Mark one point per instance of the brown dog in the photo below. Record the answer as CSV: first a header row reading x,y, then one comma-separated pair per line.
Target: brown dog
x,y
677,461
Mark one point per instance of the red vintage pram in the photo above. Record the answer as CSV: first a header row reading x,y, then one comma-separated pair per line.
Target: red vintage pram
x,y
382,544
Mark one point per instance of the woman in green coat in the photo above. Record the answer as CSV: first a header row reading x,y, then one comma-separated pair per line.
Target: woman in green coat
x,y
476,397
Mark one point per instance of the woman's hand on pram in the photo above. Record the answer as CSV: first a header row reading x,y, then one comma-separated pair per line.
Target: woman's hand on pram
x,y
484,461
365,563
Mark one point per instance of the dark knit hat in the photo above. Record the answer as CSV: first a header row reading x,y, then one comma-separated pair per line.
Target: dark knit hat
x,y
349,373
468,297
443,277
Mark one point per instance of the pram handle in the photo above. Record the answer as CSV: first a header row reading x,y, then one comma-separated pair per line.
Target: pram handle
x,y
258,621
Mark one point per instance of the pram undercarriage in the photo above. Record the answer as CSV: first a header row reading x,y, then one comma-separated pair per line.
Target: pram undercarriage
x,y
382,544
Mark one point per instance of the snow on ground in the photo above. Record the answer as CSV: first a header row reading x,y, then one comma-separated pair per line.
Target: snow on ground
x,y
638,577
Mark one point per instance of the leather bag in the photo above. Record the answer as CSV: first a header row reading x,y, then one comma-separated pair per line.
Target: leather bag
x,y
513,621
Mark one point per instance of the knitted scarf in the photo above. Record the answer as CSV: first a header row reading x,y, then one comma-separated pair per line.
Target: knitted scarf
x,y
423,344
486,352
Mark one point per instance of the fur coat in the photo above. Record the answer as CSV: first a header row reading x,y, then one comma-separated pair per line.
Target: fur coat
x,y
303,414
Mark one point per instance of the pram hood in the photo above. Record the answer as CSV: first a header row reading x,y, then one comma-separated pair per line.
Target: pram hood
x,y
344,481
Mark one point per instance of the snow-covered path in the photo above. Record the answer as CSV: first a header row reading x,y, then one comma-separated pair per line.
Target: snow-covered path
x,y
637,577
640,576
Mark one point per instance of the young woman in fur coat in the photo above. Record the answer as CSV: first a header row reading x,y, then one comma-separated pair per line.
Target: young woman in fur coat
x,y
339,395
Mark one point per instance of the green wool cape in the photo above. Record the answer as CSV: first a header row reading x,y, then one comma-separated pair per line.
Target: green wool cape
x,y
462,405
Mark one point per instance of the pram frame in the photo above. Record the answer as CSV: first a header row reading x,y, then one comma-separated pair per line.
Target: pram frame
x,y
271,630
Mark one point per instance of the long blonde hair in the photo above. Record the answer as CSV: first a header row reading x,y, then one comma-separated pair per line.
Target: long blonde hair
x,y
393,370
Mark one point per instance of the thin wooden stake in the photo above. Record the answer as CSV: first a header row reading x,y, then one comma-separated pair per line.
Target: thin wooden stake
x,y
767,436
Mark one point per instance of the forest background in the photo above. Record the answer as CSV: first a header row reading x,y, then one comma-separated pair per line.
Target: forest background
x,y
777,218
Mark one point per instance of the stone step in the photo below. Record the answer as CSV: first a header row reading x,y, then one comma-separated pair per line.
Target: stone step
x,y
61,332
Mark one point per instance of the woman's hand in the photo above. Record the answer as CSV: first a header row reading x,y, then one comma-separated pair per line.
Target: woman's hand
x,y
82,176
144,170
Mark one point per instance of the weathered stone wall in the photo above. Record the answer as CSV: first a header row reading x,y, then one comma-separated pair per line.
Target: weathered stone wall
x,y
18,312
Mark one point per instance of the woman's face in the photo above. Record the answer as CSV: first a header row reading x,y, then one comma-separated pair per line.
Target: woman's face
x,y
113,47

--

## Short exercise:
Return every line of the material exactly.

## Result of the exercise:
Mark one point per instance of the brown dog in the photo below. Record the answer as CSV: first a header row reading x,y, then one comma-separated pair per line.
Target: brown dog
x,y
677,461
Mark one point per instance of the red vintage pram in the photo above. Record the answer as CSV: first a header row reading x,y, then one comma-separated pair per line.
Target: red vintage pram
x,y
382,544
Mark one point per instance of the woman in green coat in the photo above. Record the answer as CSV: first a header row reading x,y, then one comma-separated pair per line.
Target: woman in green coat
x,y
476,397
Mark one point per instance of the woman's hand on pram in the photo above. Record the answer as CSV: first a header row reading x,y, then one comma-separated pair per line.
Target: woman's hand on pram
x,y
484,461
365,563
Mark one point per instance of the dark knit hat in the photo above. Record the answer as CSV: first a header row reading x,y, then one comma-separated pair per line.
Target: dark knit hat
x,y
349,373
468,297
443,277
Mark one point per instance of the pram handle in the photo above. Record the answer as CSV: first a header row reading x,y, then one comma-separated pair per line.
Target: pram handle
x,y
258,621
Mark one point per instance of the pram undercarriage in the photo above. Record the answer as CSV: first a header row reading x,y, then one comma-separated pair per line.
Target: pram undercarriage
x,y
382,544
Mark one point per instance of the snow on ground in the photo above. Record the answer as CSV: first a header row reading x,y, then one comma-separated pair per line.
Target: snow on ground
x,y
638,577
Mark one point per instance of the leather bag in the photo above. Record the answer as CSV: first a header row reading x,y, then one comma-separated pair per line.
Target: leather bag
x,y
513,621
Mark one point per instance of the knitted scarf in the photo above. Record the answer as CSV: first a header row reading x,y, then one comma-separated pair per line.
Target: knitted scarf
x,y
423,344
486,352
Mark one point per instance of the fur coat in the photo above. Record the answer as CSV: first a header row reading x,y, then one comma-separated pair per line.
Target: fur coat
x,y
303,414
Mark one point per instance of the pram hood in the photo above. Record the answer as CSV: first a header row reading x,y, then one comma-separated pair per line.
Target: pram hood
x,y
344,481
Mark one point per instance of the snow-covered path in the photo above. Record the answer as CSV: first a header row reading x,y, then one comma-separated pair per line.
Target: snow-covered path
x,y
637,577
640,576
Mark one point per instance of the young woman in fur coat in the photo above. Record the answer as CSV: first a header row reading x,y, then one comma-separated pair per line.
Target: young woman in fur coat
x,y
339,395
Mark one point per instance of the green wool cape in the photo above. Record the answer as CSV: first a header row reading x,y, then one comma-separated pair per line.
Target: green wool cape
x,y
462,405
Mark one point per instance of the pram frame in the photo above. Record the answer as CSV: first a header row reading x,y, then one comma-separated pair per line.
Target: pram frame
x,y
271,630
Mark one point per instance of the long blonde hair in the photo above. Record the answer as CSV: first a header row reading x,y, then one comma-separated pair per line.
Target: long blonde hair
x,y
393,370
Mark one point per instance of the thin wooden stake in the photo above. Record the answer as CSV: first a header row reading x,y, then one comma-separated pair per line.
Target: thin wooden stake
x,y
767,436
Mark one point per instance of the forest background in the photo above. Record the answer as CSV: first a header row reading x,y, then one comma-separated pair per line.
Target: forest background
x,y
777,218
Mark one point per instance of the stone step in the photo below. Record the answer as CSV: first a header row reading x,y, then one comma-separated pair per line.
Target: stone step
x,y
61,332
Mark one point per instance of the woman's hand in the photo above. Record the answer as CSV: first a header row reading x,y, then one comma-separated pair per line.
Target: woman's hand
x,y
82,176
144,170
Mark one point per instance of the weathered stone wall in the photo above. Record the answer as CSV: first a header row reading x,y, then one comma-separated pair per line.
Target: weathered stone wall
x,y
18,312
Mark one point per instance of the woman's face in the photo above. Record the answer as CSV: first a header row reading x,y, then one comma-separated pair per line.
Target: woman's face
x,y
113,47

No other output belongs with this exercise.